• DESCRIPTION OF THE TASK
Count the lines in the records that contain the string "woman", and give only that number.

Region annotation entries
━━━━━━

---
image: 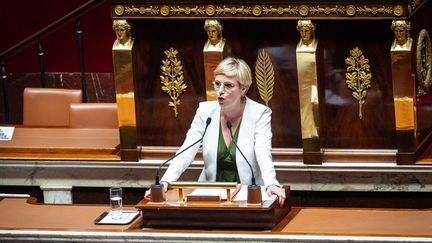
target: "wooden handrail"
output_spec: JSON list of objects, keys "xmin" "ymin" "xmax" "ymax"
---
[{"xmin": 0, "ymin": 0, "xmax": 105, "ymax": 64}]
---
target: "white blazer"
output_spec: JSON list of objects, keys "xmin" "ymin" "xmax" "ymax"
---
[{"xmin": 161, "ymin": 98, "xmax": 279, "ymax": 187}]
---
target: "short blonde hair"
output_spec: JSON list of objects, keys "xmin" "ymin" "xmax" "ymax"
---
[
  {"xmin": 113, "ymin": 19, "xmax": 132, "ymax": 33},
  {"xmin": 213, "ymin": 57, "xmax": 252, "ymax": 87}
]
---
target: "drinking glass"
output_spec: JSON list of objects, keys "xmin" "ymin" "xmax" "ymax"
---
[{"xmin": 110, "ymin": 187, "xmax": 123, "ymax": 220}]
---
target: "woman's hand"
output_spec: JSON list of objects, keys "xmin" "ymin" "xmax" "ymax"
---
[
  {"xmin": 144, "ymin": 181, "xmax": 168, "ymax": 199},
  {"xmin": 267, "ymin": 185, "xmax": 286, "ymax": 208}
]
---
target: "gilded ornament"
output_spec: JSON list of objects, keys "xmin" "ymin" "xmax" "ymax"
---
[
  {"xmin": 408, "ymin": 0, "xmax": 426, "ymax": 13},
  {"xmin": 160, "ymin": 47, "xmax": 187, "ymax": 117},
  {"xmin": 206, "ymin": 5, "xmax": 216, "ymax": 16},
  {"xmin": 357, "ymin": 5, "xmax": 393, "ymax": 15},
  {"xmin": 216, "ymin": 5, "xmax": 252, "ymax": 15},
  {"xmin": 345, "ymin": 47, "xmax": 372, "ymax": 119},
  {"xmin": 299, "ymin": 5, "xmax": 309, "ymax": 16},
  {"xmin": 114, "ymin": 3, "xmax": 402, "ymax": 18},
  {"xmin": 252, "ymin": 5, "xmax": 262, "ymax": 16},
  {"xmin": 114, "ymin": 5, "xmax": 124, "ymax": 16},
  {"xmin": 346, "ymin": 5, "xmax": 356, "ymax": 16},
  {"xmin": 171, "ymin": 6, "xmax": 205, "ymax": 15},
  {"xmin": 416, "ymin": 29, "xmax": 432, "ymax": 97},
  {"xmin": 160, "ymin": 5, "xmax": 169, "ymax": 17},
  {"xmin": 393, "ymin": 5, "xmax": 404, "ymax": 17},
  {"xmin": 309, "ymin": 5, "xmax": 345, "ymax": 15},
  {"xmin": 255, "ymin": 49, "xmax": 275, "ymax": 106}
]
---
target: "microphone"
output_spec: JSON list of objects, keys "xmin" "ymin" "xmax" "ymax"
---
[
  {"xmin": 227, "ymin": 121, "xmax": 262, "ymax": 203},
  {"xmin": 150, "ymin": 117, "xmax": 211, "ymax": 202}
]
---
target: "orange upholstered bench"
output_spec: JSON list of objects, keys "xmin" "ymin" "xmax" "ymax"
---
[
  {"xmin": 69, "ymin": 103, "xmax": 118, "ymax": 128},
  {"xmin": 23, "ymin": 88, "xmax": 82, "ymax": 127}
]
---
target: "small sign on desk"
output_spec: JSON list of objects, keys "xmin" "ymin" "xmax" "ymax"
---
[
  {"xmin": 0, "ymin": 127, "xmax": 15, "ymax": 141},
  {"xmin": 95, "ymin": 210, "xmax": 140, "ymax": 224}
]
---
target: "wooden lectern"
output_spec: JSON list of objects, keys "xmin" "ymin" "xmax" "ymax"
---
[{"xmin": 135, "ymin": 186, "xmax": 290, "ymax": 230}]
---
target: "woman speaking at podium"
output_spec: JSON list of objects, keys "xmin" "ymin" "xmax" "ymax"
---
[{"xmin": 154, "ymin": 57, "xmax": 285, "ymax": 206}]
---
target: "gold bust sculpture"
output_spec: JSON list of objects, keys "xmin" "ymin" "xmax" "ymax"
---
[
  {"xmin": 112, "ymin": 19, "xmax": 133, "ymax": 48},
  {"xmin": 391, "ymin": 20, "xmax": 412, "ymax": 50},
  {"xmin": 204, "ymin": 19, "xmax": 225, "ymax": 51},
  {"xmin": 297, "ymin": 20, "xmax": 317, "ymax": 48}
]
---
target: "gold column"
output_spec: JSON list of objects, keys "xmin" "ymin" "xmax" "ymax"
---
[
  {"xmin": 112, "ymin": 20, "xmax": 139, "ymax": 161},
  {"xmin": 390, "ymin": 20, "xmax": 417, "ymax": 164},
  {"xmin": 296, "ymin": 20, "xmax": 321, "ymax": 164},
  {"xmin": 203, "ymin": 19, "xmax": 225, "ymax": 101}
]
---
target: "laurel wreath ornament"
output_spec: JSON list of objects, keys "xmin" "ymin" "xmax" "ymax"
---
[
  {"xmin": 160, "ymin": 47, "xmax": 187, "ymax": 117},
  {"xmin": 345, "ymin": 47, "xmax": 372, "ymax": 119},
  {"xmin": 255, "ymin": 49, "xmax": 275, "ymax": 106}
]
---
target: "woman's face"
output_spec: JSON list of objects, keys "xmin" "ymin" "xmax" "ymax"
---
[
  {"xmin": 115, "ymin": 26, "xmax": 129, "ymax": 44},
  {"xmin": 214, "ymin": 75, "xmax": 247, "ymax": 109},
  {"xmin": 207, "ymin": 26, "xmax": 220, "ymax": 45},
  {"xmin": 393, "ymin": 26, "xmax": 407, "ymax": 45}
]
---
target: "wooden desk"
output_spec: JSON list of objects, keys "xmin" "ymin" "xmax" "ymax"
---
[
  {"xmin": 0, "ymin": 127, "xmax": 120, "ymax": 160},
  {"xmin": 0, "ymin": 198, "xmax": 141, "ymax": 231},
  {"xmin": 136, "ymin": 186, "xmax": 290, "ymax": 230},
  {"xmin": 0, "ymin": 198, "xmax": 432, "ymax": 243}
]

━━━━━━

• SOLUTION TO THE PROBLEM
3